-- start Task input --

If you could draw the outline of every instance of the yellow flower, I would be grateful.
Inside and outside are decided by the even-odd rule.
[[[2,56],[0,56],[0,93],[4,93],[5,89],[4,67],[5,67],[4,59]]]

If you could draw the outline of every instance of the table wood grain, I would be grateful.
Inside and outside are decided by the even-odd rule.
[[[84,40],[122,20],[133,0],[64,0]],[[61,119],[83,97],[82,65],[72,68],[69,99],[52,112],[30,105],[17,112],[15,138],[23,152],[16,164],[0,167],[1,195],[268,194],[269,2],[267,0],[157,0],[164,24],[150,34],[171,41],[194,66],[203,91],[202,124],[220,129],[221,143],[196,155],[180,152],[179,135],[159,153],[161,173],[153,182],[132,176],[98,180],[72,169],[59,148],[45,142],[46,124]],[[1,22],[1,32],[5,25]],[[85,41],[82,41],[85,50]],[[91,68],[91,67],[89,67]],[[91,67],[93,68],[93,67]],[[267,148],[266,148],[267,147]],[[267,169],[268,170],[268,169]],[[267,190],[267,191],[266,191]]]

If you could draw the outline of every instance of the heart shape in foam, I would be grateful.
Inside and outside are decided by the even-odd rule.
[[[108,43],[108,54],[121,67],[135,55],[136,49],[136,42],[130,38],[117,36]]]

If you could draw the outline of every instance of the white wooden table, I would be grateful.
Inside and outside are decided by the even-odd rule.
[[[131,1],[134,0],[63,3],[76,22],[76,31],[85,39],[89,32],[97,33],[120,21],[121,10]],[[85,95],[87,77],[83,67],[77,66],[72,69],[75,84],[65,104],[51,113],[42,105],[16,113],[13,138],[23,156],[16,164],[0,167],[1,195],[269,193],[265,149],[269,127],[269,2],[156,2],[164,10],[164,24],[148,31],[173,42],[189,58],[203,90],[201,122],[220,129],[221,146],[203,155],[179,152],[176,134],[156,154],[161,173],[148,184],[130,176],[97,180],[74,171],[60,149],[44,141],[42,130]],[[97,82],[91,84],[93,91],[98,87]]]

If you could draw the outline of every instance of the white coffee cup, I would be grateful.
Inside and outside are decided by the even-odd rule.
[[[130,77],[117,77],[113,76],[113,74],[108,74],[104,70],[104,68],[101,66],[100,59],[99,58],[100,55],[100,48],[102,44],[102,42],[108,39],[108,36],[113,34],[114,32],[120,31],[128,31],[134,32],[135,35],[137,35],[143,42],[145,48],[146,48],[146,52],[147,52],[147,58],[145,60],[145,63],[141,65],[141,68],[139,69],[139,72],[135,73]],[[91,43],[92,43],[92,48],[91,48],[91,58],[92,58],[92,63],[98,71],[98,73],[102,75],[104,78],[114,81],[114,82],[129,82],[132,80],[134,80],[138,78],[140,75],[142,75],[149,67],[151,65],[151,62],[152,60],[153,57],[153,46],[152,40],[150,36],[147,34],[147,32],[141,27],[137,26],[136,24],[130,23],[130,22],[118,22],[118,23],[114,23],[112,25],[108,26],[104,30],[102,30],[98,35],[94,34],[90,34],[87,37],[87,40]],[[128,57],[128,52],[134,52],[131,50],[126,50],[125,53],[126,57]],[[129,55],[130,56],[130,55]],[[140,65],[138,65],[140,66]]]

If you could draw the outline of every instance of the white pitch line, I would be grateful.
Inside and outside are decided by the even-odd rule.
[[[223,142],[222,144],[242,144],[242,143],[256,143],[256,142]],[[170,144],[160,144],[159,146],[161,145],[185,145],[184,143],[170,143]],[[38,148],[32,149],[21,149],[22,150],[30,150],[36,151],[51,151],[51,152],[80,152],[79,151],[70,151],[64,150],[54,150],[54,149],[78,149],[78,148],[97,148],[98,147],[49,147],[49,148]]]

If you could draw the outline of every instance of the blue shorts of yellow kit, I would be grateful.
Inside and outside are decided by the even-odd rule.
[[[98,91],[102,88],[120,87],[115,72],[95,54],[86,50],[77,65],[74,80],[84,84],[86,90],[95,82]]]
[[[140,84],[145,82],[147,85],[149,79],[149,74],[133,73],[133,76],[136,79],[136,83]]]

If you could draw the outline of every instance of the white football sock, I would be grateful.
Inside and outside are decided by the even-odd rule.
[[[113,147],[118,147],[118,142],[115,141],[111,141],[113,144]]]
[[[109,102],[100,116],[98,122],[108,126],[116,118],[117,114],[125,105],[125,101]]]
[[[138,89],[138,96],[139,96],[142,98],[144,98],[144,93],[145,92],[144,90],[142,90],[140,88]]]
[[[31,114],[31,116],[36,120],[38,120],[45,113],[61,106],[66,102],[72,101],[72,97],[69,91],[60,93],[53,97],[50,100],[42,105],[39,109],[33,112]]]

-- end Task input --

> _Directions_
Repeat exactly the lines from the one containing "sock, I would be grateful." through the last line of the records above, both included, and nothing else.

> _Solution to the problem_
If you could draw the outline of every instance of the white football sock, I would be grateful.
Inside and outside are decided by the even-odd rule.
[[[113,147],[118,147],[118,142],[115,141],[111,141],[113,144]]]
[[[109,102],[100,116],[98,122],[108,126],[116,118],[117,114],[125,105],[125,101]]]
[[[138,89],[138,96],[139,96],[142,98],[144,98],[144,93],[145,92],[144,90],[142,90],[140,88]]]
[[[31,114],[31,116],[36,120],[38,120],[45,113],[61,106],[66,102],[72,101],[72,97],[69,91],[60,93],[53,97],[50,100],[42,105],[39,109],[33,112]]]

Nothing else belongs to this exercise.